Dataset extracts labeled with boxes:

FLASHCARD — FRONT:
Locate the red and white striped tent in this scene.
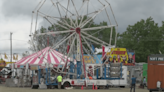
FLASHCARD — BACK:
[15,47,75,67]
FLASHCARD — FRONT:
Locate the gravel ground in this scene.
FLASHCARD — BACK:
[0,85,149,92]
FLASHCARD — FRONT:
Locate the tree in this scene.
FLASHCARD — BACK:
[117,17,164,62]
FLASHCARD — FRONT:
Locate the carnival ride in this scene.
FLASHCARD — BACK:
[12,0,126,87]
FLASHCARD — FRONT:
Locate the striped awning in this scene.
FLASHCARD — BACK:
[15,47,75,65]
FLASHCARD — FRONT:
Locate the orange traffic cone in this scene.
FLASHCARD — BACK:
[95,85,97,90]
[81,85,83,90]
[92,83,94,90]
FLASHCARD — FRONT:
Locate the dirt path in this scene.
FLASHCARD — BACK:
[0,86,149,92]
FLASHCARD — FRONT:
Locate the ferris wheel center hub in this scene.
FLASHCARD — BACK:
[76,27,81,34]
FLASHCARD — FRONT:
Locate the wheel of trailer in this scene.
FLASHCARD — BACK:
[63,82,71,89]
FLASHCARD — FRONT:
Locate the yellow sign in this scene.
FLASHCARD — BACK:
[107,48,128,64]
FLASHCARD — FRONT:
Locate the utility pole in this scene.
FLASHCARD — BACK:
[10,32,13,62]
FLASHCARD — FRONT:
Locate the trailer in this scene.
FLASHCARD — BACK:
[31,63,128,88]
[147,54,164,92]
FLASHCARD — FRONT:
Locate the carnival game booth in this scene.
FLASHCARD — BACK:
[13,47,75,88]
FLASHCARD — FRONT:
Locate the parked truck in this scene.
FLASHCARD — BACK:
[147,54,164,92]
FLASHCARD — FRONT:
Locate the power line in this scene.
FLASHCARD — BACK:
[0,39,28,42]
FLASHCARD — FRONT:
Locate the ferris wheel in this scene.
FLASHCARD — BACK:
[30,0,118,75]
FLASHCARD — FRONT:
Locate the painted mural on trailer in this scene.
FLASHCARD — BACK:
[83,48,135,66]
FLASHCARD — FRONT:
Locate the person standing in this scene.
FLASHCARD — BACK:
[143,77,146,88]
[57,74,62,89]
[130,75,136,92]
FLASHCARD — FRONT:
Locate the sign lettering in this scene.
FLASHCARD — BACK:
[149,57,164,61]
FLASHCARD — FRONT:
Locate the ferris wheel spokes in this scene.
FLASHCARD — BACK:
[62,35,76,71]
[82,36,102,64]
[80,5,109,28]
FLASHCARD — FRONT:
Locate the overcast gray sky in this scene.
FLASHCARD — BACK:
[0,0,164,54]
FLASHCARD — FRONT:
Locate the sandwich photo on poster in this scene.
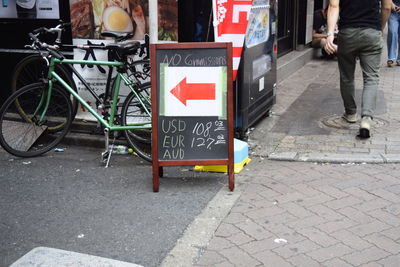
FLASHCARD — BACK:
[70,0,149,40]
[0,0,60,19]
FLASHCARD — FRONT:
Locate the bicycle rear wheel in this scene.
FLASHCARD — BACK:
[0,83,72,157]
[11,54,78,117]
[121,83,152,162]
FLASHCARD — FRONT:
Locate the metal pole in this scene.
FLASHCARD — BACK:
[149,0,158,44]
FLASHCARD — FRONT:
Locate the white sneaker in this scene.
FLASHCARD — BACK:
[360,116,372,138]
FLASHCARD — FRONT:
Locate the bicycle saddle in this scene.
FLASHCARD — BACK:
[101,31,133,42]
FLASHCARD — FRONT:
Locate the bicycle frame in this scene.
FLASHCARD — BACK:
[39,57,151,131]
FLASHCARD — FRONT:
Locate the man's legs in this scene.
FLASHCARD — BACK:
[387,13,400,66]
[396,13,400,62]
[360,29,382,118]
[337,29,357,115]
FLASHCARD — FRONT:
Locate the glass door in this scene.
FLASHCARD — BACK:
[278,0,295,57]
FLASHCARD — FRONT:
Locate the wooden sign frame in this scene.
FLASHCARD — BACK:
[150,43,235,192]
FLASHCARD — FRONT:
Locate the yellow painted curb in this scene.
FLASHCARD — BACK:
[193,157,251,173]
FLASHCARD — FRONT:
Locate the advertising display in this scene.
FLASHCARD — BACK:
[213,0,252,80]
[70,0,178,120]
[0,0,60,19]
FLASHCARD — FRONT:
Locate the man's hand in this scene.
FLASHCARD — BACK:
[324,0,340,55]
[324,34,337,55]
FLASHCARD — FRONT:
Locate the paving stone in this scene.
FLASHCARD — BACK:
[272,240,321,259]
[291,184,320,196]
[360,261,383,267]
[341,247,389,266]
[236,220,272,240]
[207,236,234,251]
[298,194,333,208]
[287,215,326,230]
[287,254,321,267]
[215,223,240,237]
[364,233,400,254]
[227,232,254,246]
[317,185,348,199]
[307,243,353,262]
[219,247,261,266]
[348,221,390,237]
[354,198,391,212]
[274,192,306,204]
[298,227,339,247]
[245,206,285,219]
[370,188,400,203]
[337,207,375,223]
[343,187,377,201]
[307,205,343,221]
[378,254,400,267]
[196,251,226,266]
[213,261,236,267]
[324,196,363,210]
[281,203,314,218]
[254,251,293,267]
[315,218,357,234]
[240,237,284,255]
[225,212,248,224]
[381,227,400,240]
[367,209,400,226]
[330,230,372,250]
[231,203,255,213]
[255,212,298,229]
[384,204,400,215]
[322,258,353,267]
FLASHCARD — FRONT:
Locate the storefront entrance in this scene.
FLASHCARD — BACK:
[278,0,295,57]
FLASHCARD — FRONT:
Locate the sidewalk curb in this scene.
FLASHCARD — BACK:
[268,152,400,164]
[160,181,246,267]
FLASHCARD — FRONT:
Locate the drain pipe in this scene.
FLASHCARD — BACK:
[149,0,158,44]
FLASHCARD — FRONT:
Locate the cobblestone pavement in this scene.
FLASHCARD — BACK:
[189,46,400,267]
[249,46,400,163]
[195,159,400,267]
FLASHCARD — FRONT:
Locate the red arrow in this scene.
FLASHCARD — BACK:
[171,77,215,106]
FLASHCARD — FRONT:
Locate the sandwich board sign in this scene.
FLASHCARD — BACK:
[150,43,234,192]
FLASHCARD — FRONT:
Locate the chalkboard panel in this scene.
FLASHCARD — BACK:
[158,116,228,160]
[156,45,228,160]
[150,43,234,192]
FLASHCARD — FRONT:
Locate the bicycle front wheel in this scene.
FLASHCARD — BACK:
[0,83,73,157]
[11,54,78,117]
[121,83,152,162]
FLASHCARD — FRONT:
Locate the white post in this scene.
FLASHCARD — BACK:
[149,0,158,44]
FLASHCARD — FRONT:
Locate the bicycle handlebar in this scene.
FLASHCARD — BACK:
[32,22,71,44]
[29,33,65,60]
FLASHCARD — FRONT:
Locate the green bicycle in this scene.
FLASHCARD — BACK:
[0,29,151,162]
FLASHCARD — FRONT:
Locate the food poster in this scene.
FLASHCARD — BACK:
[70,0,178,120]
[0,0,60,19]
[245,5,270,48]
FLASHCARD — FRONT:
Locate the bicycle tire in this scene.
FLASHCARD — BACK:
[11,54,79,117]
[0,83,73,157]
[121,83,152,162]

Directions: Pull out every line of the records above that contains the word "white", and copy each one in full.

Solution to the problem:
Locate the red and white striped tent in this scene.
Locate the white sneaker in this scene.
Locate the white post in this scene.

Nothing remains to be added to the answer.